Excerpt provided:

The ex-mineworkers also queried their monies locked in pension and provident funds, as well as funeral benefit deductions.

The Department of Health initiated a One Stop Service Centres in Mthatha, and Carletonville, in April 2014, to provide medical examinations and compensation services on a decentralised model.

There are efforts underway to add rehabilitation services for injured mineworkers to provide an integrated service covering occupational diseases and injuries.

There have been delays in establishing the One Stop Service Centres in Kuruman and Burgersfort… by the Department of Health to build in this financial year.

In May 2016 the first mobile one stop facility, for claims management, health clinic, including X-ray and lung function testing, and a mobile bank, were rolled out in Kuruman; in June 2016 in Piet Retief; and in July in Matatiele, covering 459 ex-mineworkers.

The One Stop Service Centres have seen about 6000 ex-mineworkers with 4000 referrals to the head office in Johannesburg since opening in April 2014.

Further mobile outreach activities are planned for Bizana, Lusisiki, four other districts in the Eastern Cape, Welkom, and Botswana, Lesotho, Mozambique and Swaziland over the next four months.

Labour compensation funded from nine sources

This has been made possible by funding from the World Bank, Chamber of Mines, Gold Working Group, and support by the provincial and local governments, traditional leaders, NGOs, banks and social partners.

We have participated in a proposal to the Global Fund for AIDS, TB and Malaria, covering ten countries in Southern Africa, at $30-m (about R350-m).

Extracted material:
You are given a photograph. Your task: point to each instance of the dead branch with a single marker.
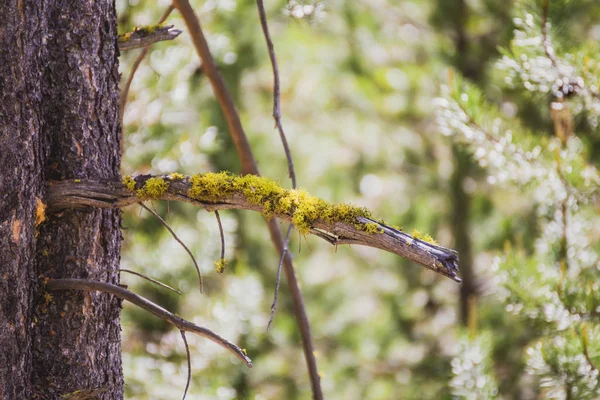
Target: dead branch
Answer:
(156, 282)
(69, 194)
(249, 167)
(134, 68)
(144, 36)
(172, 232)
(180, 323)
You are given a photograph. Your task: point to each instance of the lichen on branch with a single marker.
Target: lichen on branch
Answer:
(336, 223)
(303, 208)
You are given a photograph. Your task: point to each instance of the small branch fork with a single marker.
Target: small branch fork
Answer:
(70, 194)
(249, 166)
(162, 221)
(182, 324)
(134, 68)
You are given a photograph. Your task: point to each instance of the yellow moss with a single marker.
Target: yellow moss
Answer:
(425, 237)
(371, 227)
(129, 182)
(221, 265)
(304, 208)
(154, 188)
(40, 211)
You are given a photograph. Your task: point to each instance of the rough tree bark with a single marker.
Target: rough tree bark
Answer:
(58, 120)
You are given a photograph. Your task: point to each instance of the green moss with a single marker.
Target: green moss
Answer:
(154, 188)
(221, 265)
(371, 227)
(129, 182)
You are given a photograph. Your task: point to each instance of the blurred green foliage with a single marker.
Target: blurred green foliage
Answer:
(360, 85)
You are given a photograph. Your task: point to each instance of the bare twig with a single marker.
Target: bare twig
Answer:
(180, 323)
(145, 36)
(134, 68)
(69, 194)
(221, 234)
(209, 66)
(189, 358)
(283, 253)
(249, 167)
(159, 283)
(162, 221)
(288, 154)
(276, 91)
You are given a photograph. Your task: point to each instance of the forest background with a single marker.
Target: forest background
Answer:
(367, 118)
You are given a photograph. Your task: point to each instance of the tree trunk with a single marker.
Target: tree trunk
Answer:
(58, 120)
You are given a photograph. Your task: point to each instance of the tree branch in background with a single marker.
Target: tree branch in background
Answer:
(134, 68)
(162, 221)
(180, 323)
(249, 167)
(307, 212)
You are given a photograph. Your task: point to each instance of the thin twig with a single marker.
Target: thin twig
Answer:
(156, 282)
(288, 154)
(189, 358)
(134, 68)
(249, 167)
(209, 66)
(283, 253)
(178, 241)
(180, 323)
(221, 234)
(276, 91)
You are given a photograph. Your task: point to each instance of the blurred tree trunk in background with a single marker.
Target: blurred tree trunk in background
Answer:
(58, 120)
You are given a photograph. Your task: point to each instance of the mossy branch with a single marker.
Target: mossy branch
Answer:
(336, 223)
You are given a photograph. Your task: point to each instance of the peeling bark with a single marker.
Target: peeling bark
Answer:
(58, 120)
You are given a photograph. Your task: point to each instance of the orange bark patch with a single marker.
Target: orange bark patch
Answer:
(16, 230)
(40, 212)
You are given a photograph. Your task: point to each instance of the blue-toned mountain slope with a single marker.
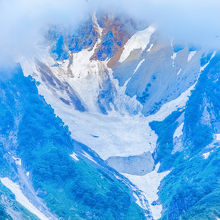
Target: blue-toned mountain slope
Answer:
(71, 189)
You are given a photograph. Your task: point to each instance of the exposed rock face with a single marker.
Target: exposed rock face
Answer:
(136, 165)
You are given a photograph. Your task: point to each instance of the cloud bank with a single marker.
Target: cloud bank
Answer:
(23, 22)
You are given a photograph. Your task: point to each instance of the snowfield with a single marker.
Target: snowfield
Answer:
(21, 198)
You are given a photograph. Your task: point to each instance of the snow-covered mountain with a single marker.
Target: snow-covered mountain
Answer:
(142, 111)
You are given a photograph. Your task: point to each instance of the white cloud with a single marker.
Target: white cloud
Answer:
(22, 22)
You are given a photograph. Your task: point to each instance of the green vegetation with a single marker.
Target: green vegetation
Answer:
(71, 189)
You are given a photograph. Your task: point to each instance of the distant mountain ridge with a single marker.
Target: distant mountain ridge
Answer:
(137, 120)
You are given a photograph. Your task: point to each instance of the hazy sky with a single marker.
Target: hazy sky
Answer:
(22, 22)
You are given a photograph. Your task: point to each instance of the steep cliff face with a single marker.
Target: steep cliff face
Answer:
(146, 105)
(47, 175)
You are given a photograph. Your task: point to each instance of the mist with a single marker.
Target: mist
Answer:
(24, 22)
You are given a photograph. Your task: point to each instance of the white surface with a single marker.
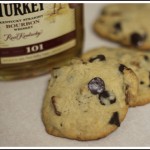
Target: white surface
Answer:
(21, 102)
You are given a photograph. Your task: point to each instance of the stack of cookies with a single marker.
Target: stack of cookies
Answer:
(89, 98)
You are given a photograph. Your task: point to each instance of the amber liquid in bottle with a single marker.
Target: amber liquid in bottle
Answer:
(45, 65)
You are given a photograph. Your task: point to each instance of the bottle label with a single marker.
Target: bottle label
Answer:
(32, 31)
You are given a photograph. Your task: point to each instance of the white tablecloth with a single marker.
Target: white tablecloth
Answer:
(21, 102)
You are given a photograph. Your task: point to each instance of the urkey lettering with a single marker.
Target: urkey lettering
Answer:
(19, 9)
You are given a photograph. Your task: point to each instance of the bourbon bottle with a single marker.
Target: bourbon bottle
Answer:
(36, 37)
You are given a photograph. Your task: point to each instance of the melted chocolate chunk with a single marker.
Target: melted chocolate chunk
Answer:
(137, 39)
(115, 119)
(122, 68)
(146, 58)
(99, 57)
(117, 26)
(96, 85)
(107, 98)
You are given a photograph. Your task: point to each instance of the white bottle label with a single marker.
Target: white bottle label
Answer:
(32, 31)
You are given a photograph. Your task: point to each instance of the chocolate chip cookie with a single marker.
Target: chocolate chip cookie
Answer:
(138, 61)
(127, 24)
(88, 100)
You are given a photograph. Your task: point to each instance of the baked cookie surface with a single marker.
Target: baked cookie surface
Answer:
(127, 24)
(88, 101)
(138, 61)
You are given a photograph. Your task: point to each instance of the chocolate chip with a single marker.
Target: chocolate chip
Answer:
(96, 85)
(107, 98)
(122, 68)
(115, 119)
(137, 39)
(146, 58)
(141, 82)
(117, 26)
(53, 100)
(103, 12)
(99, 57)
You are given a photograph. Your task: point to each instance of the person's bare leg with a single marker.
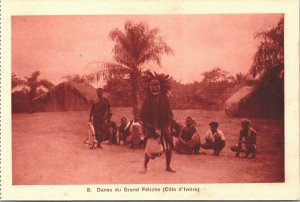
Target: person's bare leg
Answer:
(146, 161)
(168, 161)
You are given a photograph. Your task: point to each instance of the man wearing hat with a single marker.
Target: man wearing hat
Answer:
(111, 129)
(214, 139)
(247, 139)
(98, 114)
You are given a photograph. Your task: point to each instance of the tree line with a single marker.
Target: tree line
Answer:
(136, 45)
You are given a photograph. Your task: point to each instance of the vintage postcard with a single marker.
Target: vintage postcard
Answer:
(184, 99)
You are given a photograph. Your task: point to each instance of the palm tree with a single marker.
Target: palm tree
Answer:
(270, 51)
(133, 48)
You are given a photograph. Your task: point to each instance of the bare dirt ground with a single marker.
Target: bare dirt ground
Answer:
(48, 149)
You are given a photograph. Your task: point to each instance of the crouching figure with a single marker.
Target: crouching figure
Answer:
(215, 139)
(189, 140)
(247, 140)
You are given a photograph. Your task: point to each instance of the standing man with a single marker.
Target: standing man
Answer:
(156, 114)
(248, 138)
(98, 114)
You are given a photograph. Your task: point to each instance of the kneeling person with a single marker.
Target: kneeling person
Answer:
(247, 140)
(188, 141)
(215, 139)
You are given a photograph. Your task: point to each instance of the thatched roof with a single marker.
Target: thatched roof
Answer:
(267, 98)
(85, 90)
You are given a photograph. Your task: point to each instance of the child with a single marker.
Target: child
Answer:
(249, 135)
(214, 139)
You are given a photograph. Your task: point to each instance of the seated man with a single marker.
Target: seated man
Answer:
(123, 130)
(110, 130)
(136, 137)
(175, 128)
(248, 145)
(188, 141)
(214, 139)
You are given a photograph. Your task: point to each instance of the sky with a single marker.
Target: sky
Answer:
(65, 45)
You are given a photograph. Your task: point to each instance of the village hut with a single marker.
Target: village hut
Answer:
(266, 100)
(66, 96)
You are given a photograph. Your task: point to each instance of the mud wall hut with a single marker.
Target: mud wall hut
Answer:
(66, 96)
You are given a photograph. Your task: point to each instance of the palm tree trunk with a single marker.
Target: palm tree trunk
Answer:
(136, 98)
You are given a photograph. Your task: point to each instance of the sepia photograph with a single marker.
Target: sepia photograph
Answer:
(148, 99)
(128, 101)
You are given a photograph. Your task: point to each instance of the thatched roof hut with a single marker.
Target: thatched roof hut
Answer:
(66, 96)
(267, 97)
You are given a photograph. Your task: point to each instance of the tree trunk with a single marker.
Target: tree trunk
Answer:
(136, 98)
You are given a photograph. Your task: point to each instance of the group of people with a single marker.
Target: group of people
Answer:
(189, 141)
(103, 128)
(154, 128)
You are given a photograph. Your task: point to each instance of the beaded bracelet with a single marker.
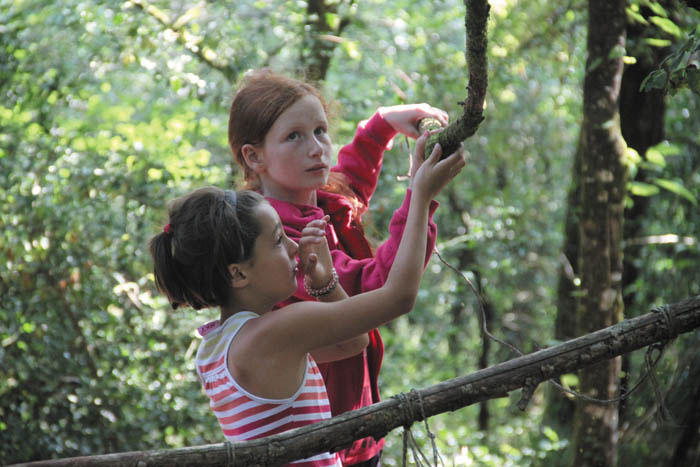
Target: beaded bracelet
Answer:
(325, 290)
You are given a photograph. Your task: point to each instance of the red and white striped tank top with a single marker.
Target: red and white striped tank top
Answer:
(245, 416)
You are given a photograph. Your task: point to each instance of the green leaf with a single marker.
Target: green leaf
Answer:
(693, 78)
(666, 25)
(656, 8)
(655, 157)
(655, 42)
(551, 434)
(642, 189)
(676, 186)
(655, 80)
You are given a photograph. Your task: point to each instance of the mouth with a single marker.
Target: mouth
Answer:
(317, 168)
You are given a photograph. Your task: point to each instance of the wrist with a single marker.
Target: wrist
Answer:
(327, 288)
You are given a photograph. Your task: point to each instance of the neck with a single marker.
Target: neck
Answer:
(298, 197)
(244, 303)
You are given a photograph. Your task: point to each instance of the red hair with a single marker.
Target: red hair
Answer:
(262, 97)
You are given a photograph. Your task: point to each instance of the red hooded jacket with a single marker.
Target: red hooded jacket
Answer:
(352, 383)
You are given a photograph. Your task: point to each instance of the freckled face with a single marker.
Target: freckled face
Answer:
(273, 267)
(297, 153)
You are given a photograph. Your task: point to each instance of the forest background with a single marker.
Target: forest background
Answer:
(109, 109)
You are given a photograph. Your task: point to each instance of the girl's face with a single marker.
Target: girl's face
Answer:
(272, 269)
(294, 159)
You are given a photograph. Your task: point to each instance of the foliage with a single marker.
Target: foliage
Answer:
(112, 108)
(679, 69)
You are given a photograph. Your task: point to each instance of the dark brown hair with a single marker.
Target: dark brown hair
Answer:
(262, 97)
(208, 230)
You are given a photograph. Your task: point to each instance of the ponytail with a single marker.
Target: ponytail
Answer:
(209, 229)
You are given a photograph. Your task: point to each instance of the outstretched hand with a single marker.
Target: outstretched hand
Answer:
(434, 174)
(405, 118)
(314, 257)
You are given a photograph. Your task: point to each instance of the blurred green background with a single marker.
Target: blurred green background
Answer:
(109, 109)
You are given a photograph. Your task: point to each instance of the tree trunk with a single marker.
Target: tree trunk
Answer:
(378, 419)
(603, 178)
(320, 37)
(642, 119)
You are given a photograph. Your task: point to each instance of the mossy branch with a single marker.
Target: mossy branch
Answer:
(475, 22)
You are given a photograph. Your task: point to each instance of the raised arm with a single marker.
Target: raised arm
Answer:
(314, 324)
(321, 280)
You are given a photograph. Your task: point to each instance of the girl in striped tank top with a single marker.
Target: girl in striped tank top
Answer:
(228, 249)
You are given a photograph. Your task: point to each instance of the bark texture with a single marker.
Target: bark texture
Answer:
(603, 178)
(475, 21)
(377, 420)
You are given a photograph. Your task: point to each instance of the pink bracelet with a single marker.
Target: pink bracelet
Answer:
(325, 290)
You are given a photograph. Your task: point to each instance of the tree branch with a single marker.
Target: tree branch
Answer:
(475, 21)
(192, 43)
(378, 419)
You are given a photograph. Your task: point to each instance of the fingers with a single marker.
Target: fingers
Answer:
(315, 231)
(309, 264)
(434, 157)
(455, 162)
(419, 150)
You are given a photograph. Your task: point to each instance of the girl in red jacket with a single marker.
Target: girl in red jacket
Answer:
(278, 133)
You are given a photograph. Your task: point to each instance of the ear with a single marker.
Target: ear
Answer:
(253, 158)
(239, 278)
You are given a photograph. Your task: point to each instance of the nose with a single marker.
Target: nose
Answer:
(292, 247)
(316, 147)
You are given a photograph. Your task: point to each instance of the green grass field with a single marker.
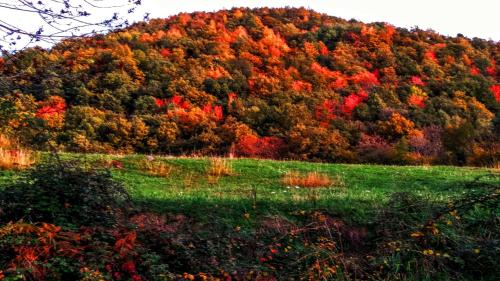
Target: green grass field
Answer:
(255, 187)
(231, 211)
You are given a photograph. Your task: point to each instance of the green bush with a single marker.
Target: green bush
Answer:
(64, 193)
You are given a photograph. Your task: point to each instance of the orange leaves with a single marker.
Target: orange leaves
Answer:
(252, 58)
(387, 33)
(431, 55)
(417, 100)
(272, 44)
(52, 111)
(323, 71)
(217, 72)
(365, 79)
(310, 49)
(175, 32)
(492, 69)
(325, 112)
(352, 101)
(165, 52)
(180, 102)
(474, 70)
(265, 147)
(495, 89)
(215, 112)
(415, 80)
(301, 86)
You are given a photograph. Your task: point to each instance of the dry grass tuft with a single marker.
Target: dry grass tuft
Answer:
(155, 167)
(309, 180)
(219, 167)
(16, 159)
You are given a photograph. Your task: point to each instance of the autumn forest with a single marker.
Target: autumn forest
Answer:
(265, 83)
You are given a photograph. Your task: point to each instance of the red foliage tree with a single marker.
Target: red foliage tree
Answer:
(415, 80)
(325, 112)
(300, 86)
(214, 112)
(417, 100)
(365, 79)
(265, 147)
(495, 89)
(352, 101)
(54, 106)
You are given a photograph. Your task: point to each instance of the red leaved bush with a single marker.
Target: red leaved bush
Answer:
(495, 89)
(325, 112)
(301, 86)
(431, 55)
(165, 52)
(415, 80)
(417, 100)
(214, 112)
(365, 79)
(352, 101)
(55, 105)
(180, 102)
(265, 147)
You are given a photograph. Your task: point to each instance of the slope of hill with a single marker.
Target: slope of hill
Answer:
(274, 83)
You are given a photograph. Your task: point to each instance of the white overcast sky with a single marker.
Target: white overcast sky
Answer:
(476, 18)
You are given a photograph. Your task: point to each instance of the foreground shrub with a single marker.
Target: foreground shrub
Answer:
(16, 159)
(219, 167)
(155, 167)
(63, 193)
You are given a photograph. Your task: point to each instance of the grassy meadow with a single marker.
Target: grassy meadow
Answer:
(290, 220)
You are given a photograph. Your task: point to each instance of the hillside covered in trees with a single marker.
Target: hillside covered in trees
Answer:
(272, 83)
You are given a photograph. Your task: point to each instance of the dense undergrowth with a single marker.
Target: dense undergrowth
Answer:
(67, 220)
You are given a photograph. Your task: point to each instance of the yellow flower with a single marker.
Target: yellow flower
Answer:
(417, 234)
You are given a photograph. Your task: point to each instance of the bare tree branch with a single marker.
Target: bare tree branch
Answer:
(59, 19)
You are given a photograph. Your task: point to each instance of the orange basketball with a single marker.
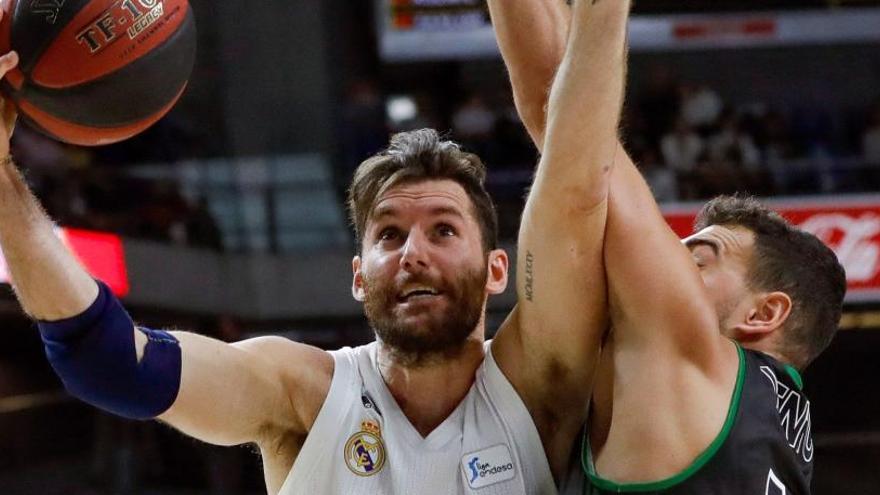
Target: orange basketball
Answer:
(95, 72)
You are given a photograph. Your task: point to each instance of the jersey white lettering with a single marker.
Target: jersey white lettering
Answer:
(794, 415)
(774, 485)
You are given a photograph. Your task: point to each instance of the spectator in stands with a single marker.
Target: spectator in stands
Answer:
(659, 177)
(731, 143)
(700, 106)
(659, 101)
(682, 148)
(871, 138)
(473, 123)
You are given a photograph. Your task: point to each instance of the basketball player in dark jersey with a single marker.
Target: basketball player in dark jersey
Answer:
(698, 389)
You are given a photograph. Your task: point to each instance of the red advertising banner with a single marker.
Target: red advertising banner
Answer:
(101, 253)
(848, 225)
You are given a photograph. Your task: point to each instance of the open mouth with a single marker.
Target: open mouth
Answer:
(417, 293)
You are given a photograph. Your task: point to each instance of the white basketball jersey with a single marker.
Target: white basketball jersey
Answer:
(362, 443)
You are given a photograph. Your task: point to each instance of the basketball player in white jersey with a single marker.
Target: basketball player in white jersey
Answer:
(427, 408)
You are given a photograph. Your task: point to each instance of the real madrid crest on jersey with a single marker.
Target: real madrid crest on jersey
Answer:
(364, 451)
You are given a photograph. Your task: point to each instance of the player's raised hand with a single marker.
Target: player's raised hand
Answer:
(8, 62)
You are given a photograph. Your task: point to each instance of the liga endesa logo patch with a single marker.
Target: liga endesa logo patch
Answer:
(488, 466)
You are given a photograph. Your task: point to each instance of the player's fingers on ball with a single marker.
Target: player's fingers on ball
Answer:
(9, 115)
(8, 62)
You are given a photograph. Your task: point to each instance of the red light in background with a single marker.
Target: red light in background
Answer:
(103, 256)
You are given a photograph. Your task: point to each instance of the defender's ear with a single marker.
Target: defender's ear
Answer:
(496, 275)
(357, 282)
(769, 313)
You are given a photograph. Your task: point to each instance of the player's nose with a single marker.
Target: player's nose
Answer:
(415, 251)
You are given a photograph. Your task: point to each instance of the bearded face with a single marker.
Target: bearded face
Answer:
(421, 318)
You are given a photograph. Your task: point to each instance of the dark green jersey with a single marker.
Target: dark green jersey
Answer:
(764, 448)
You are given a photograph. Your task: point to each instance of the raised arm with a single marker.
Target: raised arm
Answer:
(531, 35)
(667, 348)
(254, 391)
(553, 335)
(527, 33)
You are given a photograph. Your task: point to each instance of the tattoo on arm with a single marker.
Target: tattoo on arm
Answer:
(530, 260)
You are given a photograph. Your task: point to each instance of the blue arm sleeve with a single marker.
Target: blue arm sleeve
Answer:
(94, 355)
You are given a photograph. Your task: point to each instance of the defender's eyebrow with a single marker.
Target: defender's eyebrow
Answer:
(694, 242)
(390, 211)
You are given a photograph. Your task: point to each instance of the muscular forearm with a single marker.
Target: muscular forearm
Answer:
(585, 101)
(531, 35)
(48, 280)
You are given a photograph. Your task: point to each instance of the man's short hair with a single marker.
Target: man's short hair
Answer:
(417, 156)
(792, 261)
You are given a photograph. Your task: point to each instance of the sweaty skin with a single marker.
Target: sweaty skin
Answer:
(273, 388)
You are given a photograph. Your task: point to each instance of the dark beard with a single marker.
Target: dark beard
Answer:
(443, 336)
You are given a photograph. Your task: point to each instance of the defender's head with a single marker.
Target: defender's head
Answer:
(776, 288)
(427, 235)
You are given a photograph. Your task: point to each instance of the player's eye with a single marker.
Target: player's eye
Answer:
(446, 230)
(388, 234)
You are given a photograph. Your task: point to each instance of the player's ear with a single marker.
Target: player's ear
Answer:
(769, 313)
(496, 275)
(357, 282)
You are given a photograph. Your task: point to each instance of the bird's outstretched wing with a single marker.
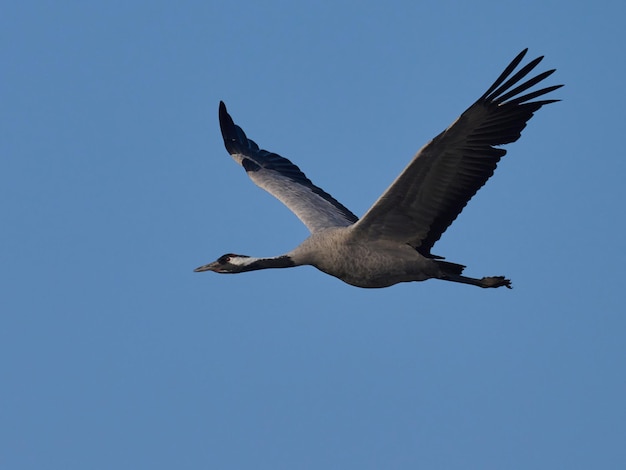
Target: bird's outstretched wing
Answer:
(444, 175)
(282, 179)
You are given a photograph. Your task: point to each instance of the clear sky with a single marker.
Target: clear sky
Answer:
(115, 185)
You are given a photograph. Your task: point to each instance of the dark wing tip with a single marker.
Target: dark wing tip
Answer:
(235, 139)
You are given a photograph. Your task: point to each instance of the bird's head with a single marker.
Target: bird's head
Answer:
(229, 263)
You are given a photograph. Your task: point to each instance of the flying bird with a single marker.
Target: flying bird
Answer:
(392, 242)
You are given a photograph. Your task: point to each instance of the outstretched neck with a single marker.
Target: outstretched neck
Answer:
(283, 261)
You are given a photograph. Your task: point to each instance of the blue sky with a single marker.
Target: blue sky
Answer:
(115, 185)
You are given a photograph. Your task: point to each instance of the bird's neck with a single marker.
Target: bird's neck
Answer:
(283, 261)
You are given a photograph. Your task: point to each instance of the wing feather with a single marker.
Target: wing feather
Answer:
(282, 179)
(446, 173)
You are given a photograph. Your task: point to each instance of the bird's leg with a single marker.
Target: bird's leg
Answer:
(493, 281)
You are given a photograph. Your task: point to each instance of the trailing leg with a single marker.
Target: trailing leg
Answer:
(492, 281)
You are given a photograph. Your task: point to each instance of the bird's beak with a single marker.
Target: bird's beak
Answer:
(207, 267)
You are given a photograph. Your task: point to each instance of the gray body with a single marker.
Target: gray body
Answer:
(392, 242)
(375, 263)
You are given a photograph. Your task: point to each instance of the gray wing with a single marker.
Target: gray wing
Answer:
(282, 179)
(444, 175)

Work request A:
Using the excerpt on ex-mineworkers, answer these:
(i) In which two towns did the Department of Health initiate One Stop Service Centres in April 2014?
(ii) Where was the first mobile one stop facility rolled out in May 2016?
(iii) How many referrals to the head office in Johannesburg have the One Stop Service Centres made since opening?
Work request B: Name every country outside South Africa that the excerpt on ex-mineworkers lists as a destination for further planned mobile outreach.
Rely solely on the excerpt on ex-mineworkers when responding.

Reply A:
(i) Mthatha and Carletonville
(ii) Kuruman
(iii) About 4000

Reply B: Botswana, Lesotho, Mozambique, Swaziland